Directions =
Show every line of the records below that contains the word "lake", copying each such line in full.

Supplied data =
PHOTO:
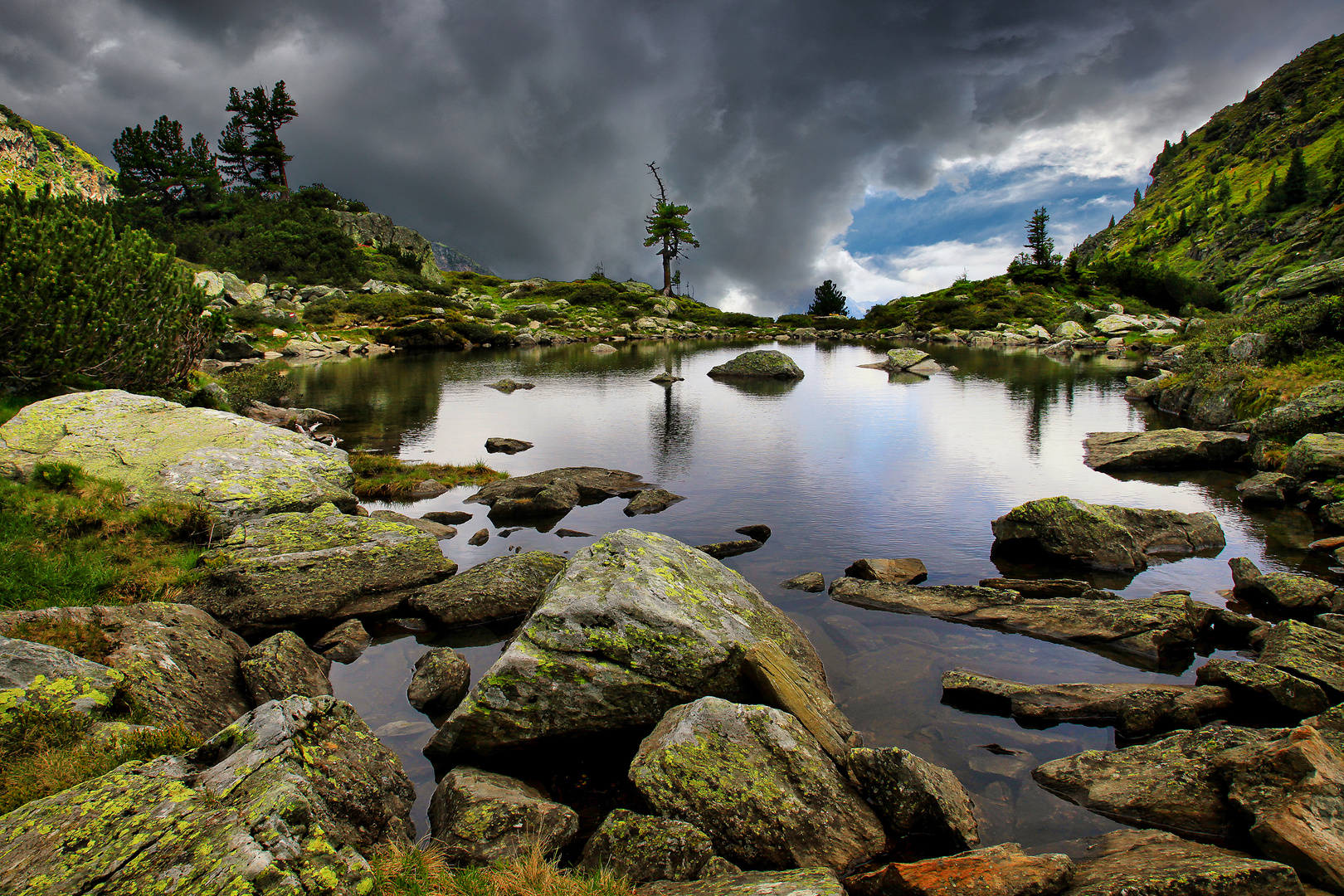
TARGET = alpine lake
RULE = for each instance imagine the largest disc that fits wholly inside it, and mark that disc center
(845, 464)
...
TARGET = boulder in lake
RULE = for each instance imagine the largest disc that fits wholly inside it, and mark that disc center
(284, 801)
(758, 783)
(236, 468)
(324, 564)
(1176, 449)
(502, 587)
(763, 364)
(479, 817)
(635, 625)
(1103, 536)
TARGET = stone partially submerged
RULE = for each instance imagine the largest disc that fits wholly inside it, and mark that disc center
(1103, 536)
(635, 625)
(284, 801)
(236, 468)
--
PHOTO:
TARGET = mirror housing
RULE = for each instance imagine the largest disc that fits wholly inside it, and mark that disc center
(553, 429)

Answer =
TARGET = alpine lake
TARGET = boulder in lake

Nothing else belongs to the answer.